Activity » Copy the records that follow exactly as written, but not their pictures.

Records to process »
..............................
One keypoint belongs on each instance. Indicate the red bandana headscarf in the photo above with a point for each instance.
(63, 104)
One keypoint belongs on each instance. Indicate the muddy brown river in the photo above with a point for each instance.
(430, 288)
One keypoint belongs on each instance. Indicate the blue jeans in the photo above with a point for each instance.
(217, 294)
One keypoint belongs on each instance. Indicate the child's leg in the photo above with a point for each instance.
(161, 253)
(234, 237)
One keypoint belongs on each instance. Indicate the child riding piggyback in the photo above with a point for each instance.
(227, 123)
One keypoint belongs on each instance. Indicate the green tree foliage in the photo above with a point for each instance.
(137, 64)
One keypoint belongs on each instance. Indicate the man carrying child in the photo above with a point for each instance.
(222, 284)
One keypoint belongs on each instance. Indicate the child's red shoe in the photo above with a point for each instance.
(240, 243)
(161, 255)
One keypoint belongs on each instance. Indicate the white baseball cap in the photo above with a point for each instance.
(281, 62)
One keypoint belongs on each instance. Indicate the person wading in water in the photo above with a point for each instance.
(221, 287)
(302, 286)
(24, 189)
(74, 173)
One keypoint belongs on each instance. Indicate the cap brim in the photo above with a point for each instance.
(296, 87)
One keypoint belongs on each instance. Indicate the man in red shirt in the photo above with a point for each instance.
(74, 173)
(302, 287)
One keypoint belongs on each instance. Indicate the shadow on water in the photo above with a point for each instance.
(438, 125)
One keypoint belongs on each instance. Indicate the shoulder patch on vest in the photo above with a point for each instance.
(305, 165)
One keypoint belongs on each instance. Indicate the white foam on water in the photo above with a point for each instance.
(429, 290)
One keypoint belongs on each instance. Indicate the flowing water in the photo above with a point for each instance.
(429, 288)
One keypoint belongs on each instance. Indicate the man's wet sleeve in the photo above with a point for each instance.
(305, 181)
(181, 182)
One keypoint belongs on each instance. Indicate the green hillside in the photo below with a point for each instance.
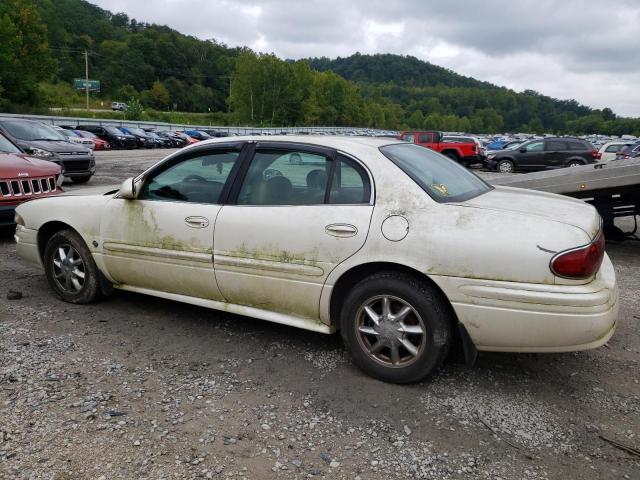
(42, 45)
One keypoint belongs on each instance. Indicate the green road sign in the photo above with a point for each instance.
(80, 84)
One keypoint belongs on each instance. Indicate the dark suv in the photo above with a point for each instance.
(544, 154)
(42, 141)
(112, 135)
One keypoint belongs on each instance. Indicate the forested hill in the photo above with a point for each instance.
(42, 46)
(405, 71)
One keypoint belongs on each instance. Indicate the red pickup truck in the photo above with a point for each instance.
(464, 150)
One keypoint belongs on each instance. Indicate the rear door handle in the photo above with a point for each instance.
(197, 222)
(341, 230)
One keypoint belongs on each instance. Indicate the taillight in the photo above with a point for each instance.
(581, 262)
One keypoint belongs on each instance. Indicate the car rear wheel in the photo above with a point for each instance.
(396, 327)
(505, 166)
(70, 269)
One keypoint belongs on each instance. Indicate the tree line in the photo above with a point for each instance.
(42, 45)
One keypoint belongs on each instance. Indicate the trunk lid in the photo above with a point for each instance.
(549, 206)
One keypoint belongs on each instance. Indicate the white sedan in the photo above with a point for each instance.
(402, 250)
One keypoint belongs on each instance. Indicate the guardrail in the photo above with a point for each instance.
(55, 120)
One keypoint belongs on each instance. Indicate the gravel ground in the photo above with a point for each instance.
(140, 387)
..............................
Expected output »
One keypoint belongs on each instance. Indicate the red bandana headscarf in the photo above with a point for each instance.
(63, 104)
One keypoint belongs on each instance. Indicate the muddy brown river in the photo above with a point for each instance.
(430, 288)
One keypoint belongs on each instance. Indicate the blue jeans in the photo above with a point for each instance.
(217, 294)
One keypoint belongs on each instance. Indicate the child's leg in the photo above with a point for each instance.
(161, 253)
(234, 237)
One keypoint belongs on each instance. Indicate the child riding piggyback in the photo above with a point for each instance.
(227, 123)
One keypoint belongs on each instance. Indicate the green tree foliage in the photo above with a point for each instance.
(137, 64)
One keypoint belongs on each instance. Indicate the man carrying child in the photo above with a point for each instance.
(222, 284)
One keypoint belongs on each instance. Indicate the child's red shoe in the photo above with a point for each instance.
(240, 243)
(161, 255)
One keypoint belongs on each instance. Indicate the white baseball cap in the photo above with a point for each instance.
(281, 62)
One keypoint belongs on each instance. Indicate the person wading in water in the photo above with a point for each instance.
(221, 287)
(302, 286)
(24, 189)
(74, 173)
One keypoint belongs on each instance. Indicate the cap brim in the photo above with a point for each instance.
(296, 87)
One keypoint belongs on each instance. Indicate the man in red shirt in the photo above with a point for each instance.
(74, 173)
(302, 287)
One keypoint belongs on each instance. Indicate the shadow on water in the photo above with a point for each instance.
(438, 125)
One keypoint belongs on each instance. Indicate the shoulder patch on vest in the photo above with a point for each instance.
(305, 165)
One keypoint belongs on each instance. Indicate the white foam on water in the photo above with a point for each instance.
(429, 290)
One keypoint belongs on each instance. Indicate the flowing water in the photo above with a point for each instance.
(429, 288)
One keypoint belongs on each instance. Indicate the man's wet sleeve in the photo above with a point for each instance.
(305, 181)
(181, 182)
One keypoint belongs on each instance. Indicate the green hillside in the photo below with a point for each instance.
(42, 45)
One keypoint belongs on each instance. Indicate the green road sign in the photo above with a point for each instance.
(80, 84)
One keypoint belongs on each instance. Indicate the dark suv in the photo above with a point for each instance.
(544, 154)
(42, 141)
(112, 135)
One keypoint belongs on each instance. Indicate the forested hill in the photo above with a point for each instance.
(42, 46)
(405, 71)
One keypoint belongs on each instance. Indicate the red pickup truck in the photo above with a point for each instance.
(464, 150)
One keypoint belongs on each instance. Indicate the rear door handle in the photo above with a point for each instance.
(197, 222)
(341, 230)
One keypoint belongs on each instance. Indicate the taillight in the photo above with a point for each instance.
(581, 262)
One keypoint belongs on each instance. Indicate the car rear wheel in the photo above with a point for each instance.
(396, 327)
(505, 166)
(70, 269)
One keypoint belongs on each instance. Indicate the tree line in the photo above with a point for each instance.
(42, 45)
One keypoint belongs on each instance. Indicate the trunk lid in the photo above with a point for each instance.
(549, 206)
One keypoint belongs on each instance. Indicate the white sedan in the photo above with a point for each instance.
(402, 250)
One keypoint belongs on each instance. Indicate the guardrail in the photo above with a point for each instance.
(55, 120)
One keypoint belongs on each instance. Indicate the gravel ground in the photo above with a point for each instance.
(140, 387)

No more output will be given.